_Selected extract_
==*==

Over more than a day-and-a-half, defendant Luiz da Silva Neto set out his response to the allegations he drugged and sexually assaulted two men in a west Oxfordshire cottage last winter.
Despite close cross-examination from prosecutor Matthew Walsh, the 35-year-old maintained that he had not drugged the two alleged victims and any sexual activity between them was entirely consensual.
Prosecutors claim da Silva Neto drugged the first complainant at the Middle Barton cottage, where they had travelled from London in order to carry out some DIY. The man was said to have awoken in the night to find the defendant performing a sex act on him.
The second victim was allegedly ‘tricked’ into da Silva Neto’s car after he came out of nightclub Raffles, on Chelsea’s Kings Road, on December 10 last year. He claims to have woken up at 10am the following morning in the cottage with only a ‘tunnel vision’ memory of being fed a drink the night before.
Both alleged victims said they were heterosexual.
From Brazil to the UK
By the time of the alleged offending, da Silva Neto said he was in a bad way. He was living a drug-fuelled party-heavy lifestyle in the capital and had lost almost 20kgs in a year. “I looked really, really bad,” he told the jury on Wednesday.

==*==

_Data extract_
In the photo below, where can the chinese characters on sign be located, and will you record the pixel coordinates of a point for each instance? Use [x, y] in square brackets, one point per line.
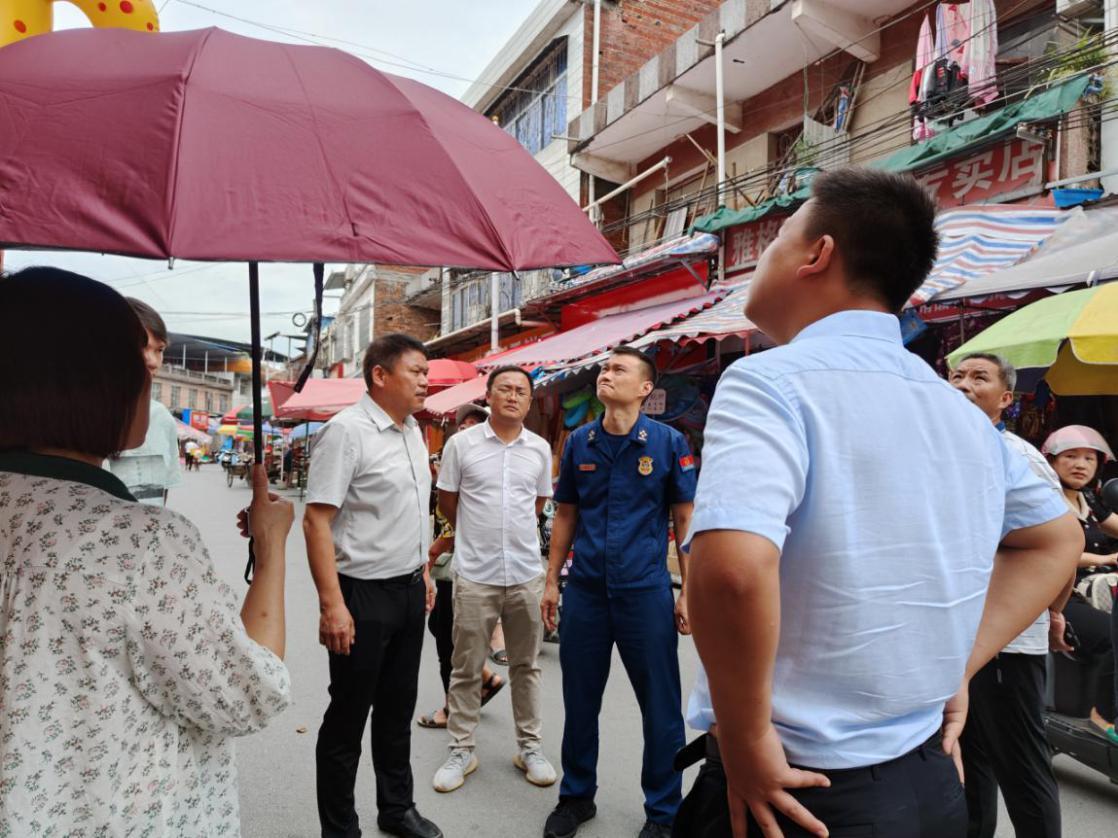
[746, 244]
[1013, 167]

==*==

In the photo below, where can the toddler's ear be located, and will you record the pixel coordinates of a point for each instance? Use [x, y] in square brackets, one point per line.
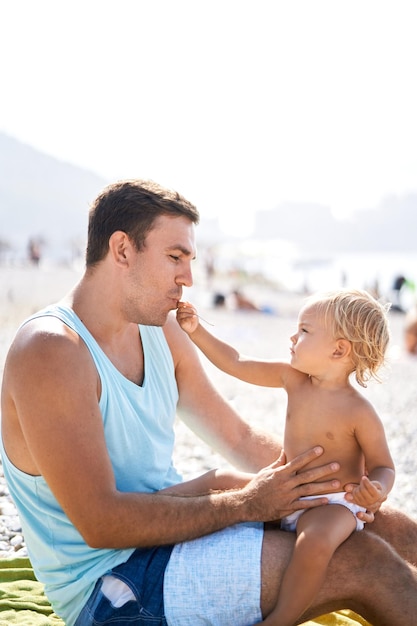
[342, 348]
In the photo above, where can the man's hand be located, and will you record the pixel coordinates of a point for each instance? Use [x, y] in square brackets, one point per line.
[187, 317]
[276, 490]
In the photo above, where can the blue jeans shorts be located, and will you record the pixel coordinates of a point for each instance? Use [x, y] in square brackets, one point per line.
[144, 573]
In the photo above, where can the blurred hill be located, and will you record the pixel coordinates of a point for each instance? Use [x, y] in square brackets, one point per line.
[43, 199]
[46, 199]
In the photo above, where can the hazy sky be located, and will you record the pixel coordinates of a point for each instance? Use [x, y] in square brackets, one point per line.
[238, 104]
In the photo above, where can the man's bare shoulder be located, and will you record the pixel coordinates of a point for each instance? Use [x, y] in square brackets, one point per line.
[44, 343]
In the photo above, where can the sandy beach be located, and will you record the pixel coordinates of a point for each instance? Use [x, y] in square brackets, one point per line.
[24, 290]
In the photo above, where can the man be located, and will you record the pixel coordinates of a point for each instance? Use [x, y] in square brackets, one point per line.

==*==

_Set of tasks_
• a. Reproduce the court report on the Oxfordshire cottage trial, copying everything from "Over more than" down to "cottage last winter.".
• b. Write the next part of the court report on the Oxfordshire cottage trial, picking up right after its final sentence.

_Exercise responses_
• a.
Over more than a day-and-a-half, defendant Luiz da Silva Neto set out his response to the allegations he drugged and sexually assaulted two men in a west Oxfordshire cottage last winter.

• b.
A decade earlier, he was a different man.
He told the jury he came from his native Brazil to the UK in 2009 to study.
Then in his early 20s, he said he would work 18-hours a day. Starting at 6am, he would work until midday, then study at a ‘school’ on the Tottenham Court Road, central London, until 3.30pm. He then returned to work until midnight.
But when he left school two years later, it gave him more time for meeting people and he threw himself into the capital’s party scene.
He took a wide range of drugs, including GBL. “When you start going out when you’re fresh-faced on the gay scene, people offer you stuff. To be part of the group of the club I would say yes. I started to realise I had a very addictive personality so it did take over a little bit,” he said.
He would sometimes go to parties ‘in nice penthouses in London by the river and the drugs were laid down on the table for free’, he told the jury.
Those ‘chemsex’ parties might involve men having sex with each other – either in bedrooms or in what he termed ‘very dirty orgies’.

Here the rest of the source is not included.